[Passage shown]:

------------------------------------------------------------------------

### Introduction

For Origin 2017, a Principal Component Analysis for Spectroscopy App is available. The App is specifically designed to perform principal component analysis for spectra (IR, Fluorescence, UV-Vis, Raman, etc.). In chemometric analysis, researchers want to know which variables (frequency, wavelength or time) are important in distinguishing samples by their spectra, which samples can be allocated to a group, and to detect outliers in these samples. This App can help resolve these issues.

Before using the **Principal Component Analysis for Spectroscopy** App, spectra data for samples must be arranged in a worksheet, each column representing a sample spectrum. Frequency, wavelength or time for the spectra can be in the X column. Sample names and group info for samples can be set in column headers of samples, e.g. Long Name or Comments in each Y column.

### Example

This App provides a built-in sample. Once you install the App, right-click on the **Principal Component Analysis for Spectroscopy** icon in the **Apps Gallery** window, and choose **Show Samples Folder** from the short-cut menu. This opens the folder for the sample project file. Open the project file *PCASpecEx.opj* in the folder. You will see that it includes a Workbook and a Notes window. Book1, Sheet1 contains the input data, and the Notes window shows the input data’s source.

#### Input Data

The input data consists of 20 samples from 120 samples in the original source data. The 20 samples consist of 10 olive oil samples, 5 non-olive vegetable oil samples and 5 non-olive vegetable oils mixed with olive oil samples. The first column in the sheet (A(X)) holds time data for spectra. Other columns (B(Y) – (U(Y)) are spectra data, and group info for 20 samples are saved in Comments for each Y column. When plotted as a line plot, the spectra for 20 samples look like the following:

#### Steps

- Open the sample project file
*PCASpecEx.opj*.**Principal Component Analysis for Spectroscopy**icon in the**Apps Gallery**window to open the dialog. - In the dialog’s
**Input**tab, select the (first) X column in Sheet1 as**Frequency/Wavelength**. Select the other Y columns as**Spectra Data**. Set**Long Name**for**Spectra Names**, and use**Comments**as**Group Info**. - In the
**Settings**tab, choose the**Covariance Matrix**for**Analyze**option. If the**Correlation Matrix**option is chosen, each row for 20 samples would be normalized. - In the
**Plots**tab, choose Sample 6 for the**Reference Spectrum**in**Loading with Reference Spectrum Plot**, and check the**Loading Plot**and**Score Plot**options. - Click the
**OK**button and a report sheet, a result sheet and a plot data sheet are created.

------------------------------------------------------------------------

[Job a]: Quote the stretch of the spectroscopy PCA page from "Before using the" through "in each Y column.", word for word.

------------------------------------------------------------------------

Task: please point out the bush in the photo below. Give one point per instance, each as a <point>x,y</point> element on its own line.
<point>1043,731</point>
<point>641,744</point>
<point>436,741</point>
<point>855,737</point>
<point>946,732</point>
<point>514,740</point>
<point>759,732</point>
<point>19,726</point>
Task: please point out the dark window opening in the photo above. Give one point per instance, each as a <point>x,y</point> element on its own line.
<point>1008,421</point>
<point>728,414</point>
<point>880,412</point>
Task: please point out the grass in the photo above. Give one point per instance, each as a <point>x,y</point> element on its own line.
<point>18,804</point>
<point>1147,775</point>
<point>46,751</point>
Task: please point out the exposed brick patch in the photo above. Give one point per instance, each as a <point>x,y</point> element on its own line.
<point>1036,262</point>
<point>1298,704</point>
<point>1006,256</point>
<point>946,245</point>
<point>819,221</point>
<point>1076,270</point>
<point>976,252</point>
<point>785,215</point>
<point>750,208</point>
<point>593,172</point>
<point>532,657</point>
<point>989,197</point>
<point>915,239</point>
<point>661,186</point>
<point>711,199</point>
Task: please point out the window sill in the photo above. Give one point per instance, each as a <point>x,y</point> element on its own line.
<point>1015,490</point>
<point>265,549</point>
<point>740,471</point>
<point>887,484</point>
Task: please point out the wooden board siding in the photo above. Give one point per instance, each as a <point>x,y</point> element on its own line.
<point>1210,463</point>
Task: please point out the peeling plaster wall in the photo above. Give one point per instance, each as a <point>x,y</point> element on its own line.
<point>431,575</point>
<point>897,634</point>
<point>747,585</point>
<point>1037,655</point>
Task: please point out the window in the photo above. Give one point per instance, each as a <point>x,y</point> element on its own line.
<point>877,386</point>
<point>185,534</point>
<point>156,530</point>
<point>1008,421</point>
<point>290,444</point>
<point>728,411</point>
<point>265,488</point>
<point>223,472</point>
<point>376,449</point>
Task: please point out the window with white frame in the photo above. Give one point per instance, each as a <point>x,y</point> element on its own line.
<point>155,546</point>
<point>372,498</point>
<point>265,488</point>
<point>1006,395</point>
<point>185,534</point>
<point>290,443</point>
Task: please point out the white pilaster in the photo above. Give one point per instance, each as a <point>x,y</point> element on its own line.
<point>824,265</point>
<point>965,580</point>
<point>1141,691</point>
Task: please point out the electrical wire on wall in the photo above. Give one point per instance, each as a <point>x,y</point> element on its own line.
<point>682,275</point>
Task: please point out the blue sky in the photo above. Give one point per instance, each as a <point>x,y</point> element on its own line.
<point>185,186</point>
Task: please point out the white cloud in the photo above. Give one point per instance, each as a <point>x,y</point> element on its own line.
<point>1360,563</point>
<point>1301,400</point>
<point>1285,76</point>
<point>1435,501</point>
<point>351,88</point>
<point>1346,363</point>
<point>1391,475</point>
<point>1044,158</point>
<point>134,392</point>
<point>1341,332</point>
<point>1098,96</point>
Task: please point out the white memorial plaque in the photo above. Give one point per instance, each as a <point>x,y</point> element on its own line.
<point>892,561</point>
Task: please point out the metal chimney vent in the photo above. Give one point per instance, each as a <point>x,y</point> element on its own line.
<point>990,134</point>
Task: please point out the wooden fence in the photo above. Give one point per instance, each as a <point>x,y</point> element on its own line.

------------------------------------------------------------------------

[Job b]: Print the stretch of the listing from its first line through the line containing "<point>887,484</point>", reproducing each line verbatim.

[Problem solution a]:
Before using the **Principal Component Analysis for Spectroscopy** App, spectra data for samples must be arranged in a worksheet, each column representing a sample spectrum. Frequency, wavelength or time for the spectra can be in the X column. Sample names and group info for samples can be set in column headers of samples, e.g. Long Name or Comments in each Y column.

[Problem solution b]:
Task: please point out the bush in the photo below. Give one point per instance, each as a <point>x,y</point> element on its own line.
<point>1043,731</point>
<point>641,744</point>
<point>436,741</point>
<point>855,737</point>
<point>946,732</point>
<point>514,740</point>
<point>759,732</point>
<point>19,726</point>
Task: please point out the dark window opening in the photo above. Give one point per instance, each as a <point>x,y</point> element on its own line.
<point>1008,421</point>
<point>728,414</point>
<point>880,412</point>
Task: please point out the grass in the photo above. Give one point per instance, each as a <point>x,y</point> element on its own line.
<point>18,804</point>
<point>1147,775</point>
<point>46,751</point>
Task: please point out the exposed brick patch in the photo above. Give one point per instance, each as a <point>x,y</point> element on its own line.
<point>1036,262</point>
<point>1298,704</point>
<point>1006,256</point>
<point>946,245</point>
<point>819,221</point>
<point>1076,270</point>
<point>976,252</point>
<point>785,215</point>
<point>750,208</point>
<point>593,172</point>
<point>532,657</point>
<point>989,197</point>
<point>915,239</point>
<point>661,186</point>
<point>711,199</point>
Task: please point out the window sill in the photo above. Give one point per instance, each as a <point>x,y</point> element on its own line.
<point>1015,490</point>
<point>265,549</point>
<point>740,471</point>
<point>887,484</point>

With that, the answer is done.